Source text >>

━━━━━━━━━━━━━━━━

To meet a terrorist emergency, of course some rules should be stretched and new laws 
passed. An ethnic dragnet rounding up visa-skippers or questioning foreign students, 
if short-term, is borderline tolerable. Congress's new law permitting warranted roving 
wiretaps is understandable.

But let's get to the target that this blunderbuss order is intended to hit. Here's the 
big worry in Washington now: What do we do if Osama bin Laden gives himself up? A 
proper trial like that Israel afforded Adolf Eichmann, it is feared, would give the 
terrorist a global propaganda platform. Worse, it would be likely to result in 
widespread hostage-taking by his followers to protect him from the punishment he 
deserves.

━━━━━━━━━━━━━━━━

Stored data >>
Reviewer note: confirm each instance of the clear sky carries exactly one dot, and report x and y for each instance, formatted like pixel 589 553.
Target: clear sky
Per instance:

━━━━━━━━━━━━━━━━

Task statement >> Please name the trial that the text about the terrorist emergency gives as the model for a proper trial of Osama bin Laden.

Finished exercise >> The trial Israel afforded Adolf Eichmann.